Make an exact copy of all the material below, apart from the pictures.
--- Begin LISTED ENTRIES ---
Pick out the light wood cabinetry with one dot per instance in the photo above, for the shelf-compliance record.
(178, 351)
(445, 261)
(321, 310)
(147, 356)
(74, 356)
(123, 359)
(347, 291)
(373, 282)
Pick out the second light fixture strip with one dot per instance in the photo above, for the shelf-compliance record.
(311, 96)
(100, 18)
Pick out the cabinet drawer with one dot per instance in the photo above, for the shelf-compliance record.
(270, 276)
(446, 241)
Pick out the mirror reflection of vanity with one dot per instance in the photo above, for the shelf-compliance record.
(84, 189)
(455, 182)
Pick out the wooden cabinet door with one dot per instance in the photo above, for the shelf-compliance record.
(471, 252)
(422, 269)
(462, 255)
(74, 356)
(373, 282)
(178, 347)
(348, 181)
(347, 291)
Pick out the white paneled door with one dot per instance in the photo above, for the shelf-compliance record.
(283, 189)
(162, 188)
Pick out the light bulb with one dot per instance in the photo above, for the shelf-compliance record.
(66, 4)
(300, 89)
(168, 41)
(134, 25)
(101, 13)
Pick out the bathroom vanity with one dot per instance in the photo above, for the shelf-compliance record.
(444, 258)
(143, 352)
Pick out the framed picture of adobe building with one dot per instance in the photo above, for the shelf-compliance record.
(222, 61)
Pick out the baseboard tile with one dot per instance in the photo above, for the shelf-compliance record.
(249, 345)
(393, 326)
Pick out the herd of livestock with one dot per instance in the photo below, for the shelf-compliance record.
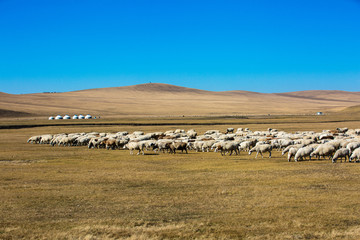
(339, 144)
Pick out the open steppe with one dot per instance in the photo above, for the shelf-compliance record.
(155, 99)
(80, 193)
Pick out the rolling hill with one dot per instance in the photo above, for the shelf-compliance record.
(157, 99)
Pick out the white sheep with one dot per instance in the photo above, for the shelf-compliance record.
(303, 152)
(136, 146)
(323, 151)
(340, 153)
(355, 154)
(207, 145)
(292, 152)
(352, 146)
(261, 149)
(34, 139)
(298, 146)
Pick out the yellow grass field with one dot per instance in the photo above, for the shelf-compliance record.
(80, 193)
(155, 99)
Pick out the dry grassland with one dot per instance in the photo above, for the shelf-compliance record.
(76, 193)
(157, 99)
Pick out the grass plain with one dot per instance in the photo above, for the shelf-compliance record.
(79, 193)
(155, 99)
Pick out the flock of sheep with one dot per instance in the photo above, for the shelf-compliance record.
(338, 144)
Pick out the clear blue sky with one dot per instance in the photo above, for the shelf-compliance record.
(257, 45)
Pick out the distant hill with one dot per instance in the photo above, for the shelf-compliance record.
(157, 99)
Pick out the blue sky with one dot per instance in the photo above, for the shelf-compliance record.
(258, 45)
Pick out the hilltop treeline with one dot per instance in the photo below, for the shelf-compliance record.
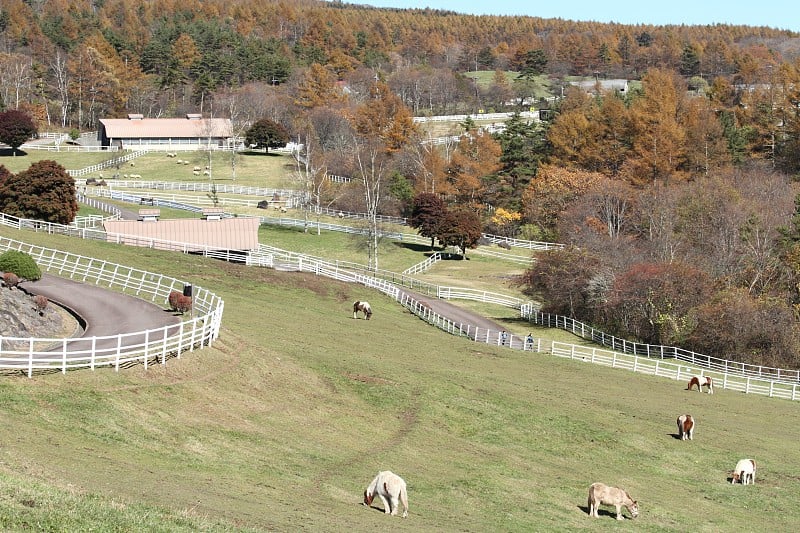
(75, 61)
(675, 197)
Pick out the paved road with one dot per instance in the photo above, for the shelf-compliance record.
(104, 312)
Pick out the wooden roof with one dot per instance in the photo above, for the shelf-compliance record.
(191, 127)
(240, 233)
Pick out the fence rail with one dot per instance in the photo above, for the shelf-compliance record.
(677, 370)
(723, 366)
(657, 360)
(32, 355)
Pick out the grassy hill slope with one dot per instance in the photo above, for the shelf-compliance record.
(282, 423)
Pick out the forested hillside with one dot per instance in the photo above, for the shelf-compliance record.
(677, 192)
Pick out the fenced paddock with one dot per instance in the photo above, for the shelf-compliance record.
(32, 355)
(677, 370)
(664, 361)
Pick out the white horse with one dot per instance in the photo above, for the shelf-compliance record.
(600, 494)
(745, 470)
(700, 382)
(685, 427)
(391, 489)
(364, 307)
--- End LISTED ENTRIES ---
_FINAL ANSWER_:
Pick out the light wood cabinetry with one dot per instance in the photo above, for the shelf-compliance record.
(178, 351)
(445, 261)
(321, 310)
(147, 356)
(74, 356)
(123, 359)
(347, 291)
(373, 282)
Pick out the second light fixture strip with one dot per instance in the photo above, for the shelf-compliance record.
(311, 96)
(100, 18)
Pick out the cabinet drawer with one dot per instance in the photo above, for the shelf-compliance record.
(270, 276)
(446, 241)
Pick out the mirror reflection of vanity with one dot per instance in the photo above, for the shelf-compliance record.
(84, 189)
(455, 182)
Pick out the wooden cabinet door with one dot per instance in the photo above, for the shelf-compliance record.
(471, 252)
(422, 269)
(462, 255)
(74, 356)
(373, 282)
(178, 347)
(348, 181)
(347, 291)
Pick out the white paneled door with one dot per instance in the photo above, for the shelf-compliance record.
(283, 189)
(162, 188)
Pick out the light bulb with one dot per instance in the photo above, for the shelf-compliance record.
(66, 4)
(300, 89)
(168, 41)
(134, 25)
(101, 13)
Pick out the bathroom vanity with one dot per instance in the photo above, for the shelf-compliance record.
(444, 258)
(143, 352)
Pick out the framed picture of adobe building with one dot per instance in the photo above, for the shelf-compliance record.
(222, 61)
Pick out the baseboard tile with one dot per instance in the photo above, for the shelf-compliance record.
(249, 345)
(393, 326)
Pick out the herd of livestock with one dot per instance in the photo below, for the shelf-compliance record.
(339, 144)
Pick out the open steppe with one dot per instance in the photo above, for the shelf-compliance record.
(155, 99)
(80, 193)
Pick out the rolling hill with one dot per instance in the photo above, for the shelf-compliance record.
(157, 99)
Pick out the white sheep with one dot per instance in the photo above, for the shelf-compliance record.
(303, 152)
(136, 146)
(323, 151)
(340, 153)
(355, 154)
(207, 145)
(292, 152)
(352, 146)
(261, 149)
(34, 139)
(298, 146)
Pick out the yellow grass field with one dot per instance in the photo above, for the shelf-compliance record.
(80, 193)
(155, 99)
Pick out the dry grassland with one dot per instance in the photo above, for the shelf-compliance record.
(76, 193)
(157, 99)
Pick out the grass plain with one dot per instance in the photo above, for the shelf-compliance record.
(79, 193)
(155, 99)
Pick out the flock of sheep with one dot per instance in the photo above, for the shelf-compliance record.
(338, 144)
Pick out the clear blue sky with one dot per instance in the photo above, for the shelf-compliance record.
(257, 45)
Pick out the distant hill with one dot per instance in the photo above, for the shelf-compliance record.
(157, 99)
Pick out the blue sky with one dot per instance in the photo above, for the shelf-compliance record.
(258, 45)
Pick out the hilltop treeline with one dot per instance in the photo below, for the shelf-compliance record.
(75, 61)
(675, 197)
Pick out the paved road with one dot per instance in the photo above, for the shelf-compliance record.
(104, 312)
Pick out the wooden roof with one dot per instance in the photo above, for the shelf-compliance record.
(191, 127)
(240, 233)
Pick out the fence rail with one dot per instance in the photo above, for the shelf-compliance record.
(677, 370)
(723, 366)
(657, 360)
(32, 355)
Pick out the grassy hill slope with one dot per instance in the photo above, for the shelf-compliance record.
(282, 423)
Pick out the forested hillside with one dot per instance in the photo above, for the shelf-compliance record.
(677, 192)
Pick out the fenced paddock with one dot per instance in the photo above, for the shelf-compliance record.
(32, 355)
(677, 370)
(664, 361)
Pick out the white horse with one dot per instance in the photo above, for the shelf-compliance record.
(600, 494)
(745, 470)
(700, 382)
(685, 427)
(391, 489)
(364, 307)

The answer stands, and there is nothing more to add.